▶ **Directions for this task**
Return every record below exactly.

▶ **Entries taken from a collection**
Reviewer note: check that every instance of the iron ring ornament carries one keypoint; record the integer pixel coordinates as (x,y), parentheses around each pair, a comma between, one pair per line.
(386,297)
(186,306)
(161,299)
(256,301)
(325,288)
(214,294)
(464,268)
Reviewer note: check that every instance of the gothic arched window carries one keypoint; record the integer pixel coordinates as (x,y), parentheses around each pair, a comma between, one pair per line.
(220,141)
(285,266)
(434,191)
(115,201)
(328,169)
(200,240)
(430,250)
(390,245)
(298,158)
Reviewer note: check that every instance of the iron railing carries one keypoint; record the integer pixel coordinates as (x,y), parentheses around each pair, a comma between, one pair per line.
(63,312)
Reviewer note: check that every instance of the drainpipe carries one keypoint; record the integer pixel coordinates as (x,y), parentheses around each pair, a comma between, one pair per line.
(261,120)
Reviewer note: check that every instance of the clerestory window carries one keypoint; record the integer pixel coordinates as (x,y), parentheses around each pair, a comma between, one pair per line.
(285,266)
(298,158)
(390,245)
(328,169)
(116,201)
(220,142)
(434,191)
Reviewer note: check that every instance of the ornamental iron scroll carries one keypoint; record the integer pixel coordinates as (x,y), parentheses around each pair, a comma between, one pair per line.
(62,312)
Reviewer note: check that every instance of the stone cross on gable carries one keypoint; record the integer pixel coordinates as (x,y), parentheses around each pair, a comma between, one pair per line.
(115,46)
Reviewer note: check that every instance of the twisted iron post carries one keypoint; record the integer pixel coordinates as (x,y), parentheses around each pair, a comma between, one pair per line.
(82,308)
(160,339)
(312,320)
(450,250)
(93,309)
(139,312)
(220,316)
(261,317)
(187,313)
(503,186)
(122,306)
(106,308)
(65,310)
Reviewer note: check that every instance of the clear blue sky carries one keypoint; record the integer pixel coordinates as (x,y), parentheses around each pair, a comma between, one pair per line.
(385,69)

▶ **Output for this task**
Reviewer note: check that every instance of the iron ring ornament carries one keypoint; record the integer pixel coordinates as (x,y), parentheses around each pair, a comma between, one pair per line.
(386,297)
(186,306)
(161,299)
(256,301)
(325,288)
(214,294)
(464,268)
Reviewer note: check that every instance of the gothic arched window carries one keypoint; record the integer pixel coordinates as (x,y), parentheses around each pair, a comma between, one pair per line.
(220,141)
(285,266)
(434,191)
(115,201)
(328,169)
(200,240)
(430,250)
(390,245)
(298,158)
Reviewer note: check that every instance of the iron railing carries one keypoint; record the integer pixel coordinates as (x,y), parentheses around each pair, a comma between, one pair per line.
(63,312)
Reviewer note: check that every instance of the drainpipe carries one keypoint; record the integer pixel coordinates as (x,y), parentheses around each pair, a comma between, one pair per line.
(261,120)
Reviewer note: check that every instance of the clerestory window carries one keypoint; record the integer pixel coordinates as (x,y), parentheses around each pair, a comma between, one pair per line.
(285,266)
(298,158)
(390,245)
(328,169)
(116,201)
(220,142)
(434,191)
Reviewer note: check that every instance of the ornamental iron scroll carries one keypoint; record the integer pixel coordinates as (x,y), parentheses around each pair, a comma between, one pair per line.
(62,312)
Reviewer note: check that every instance of the stone cross on gable carries one keypoint; record the integer pixel coordinates as (x,y), parentheses around each pair, a comma between, one pair per line.
(115,46)
Reviewer note: check that every instance of the twisted iron post carries one keypoint; record the integer pixel coordinates as (x,y), parentheses around each pair, a comma between, one pair per line.
(82,308)
(160,339)
(312,320)
(450,250)
(93,309)
(139,312)
(220,316)
(261,317)
(187,313)
(503,186)
(122,306)
(106,308)
(65,310)
Reviewer note: check that every instance of the clear blue sky carries one keypoint; record the integer pixel coordinates as (x,y), parentheses around each pair, a comma between, one pair per line.
(385,69)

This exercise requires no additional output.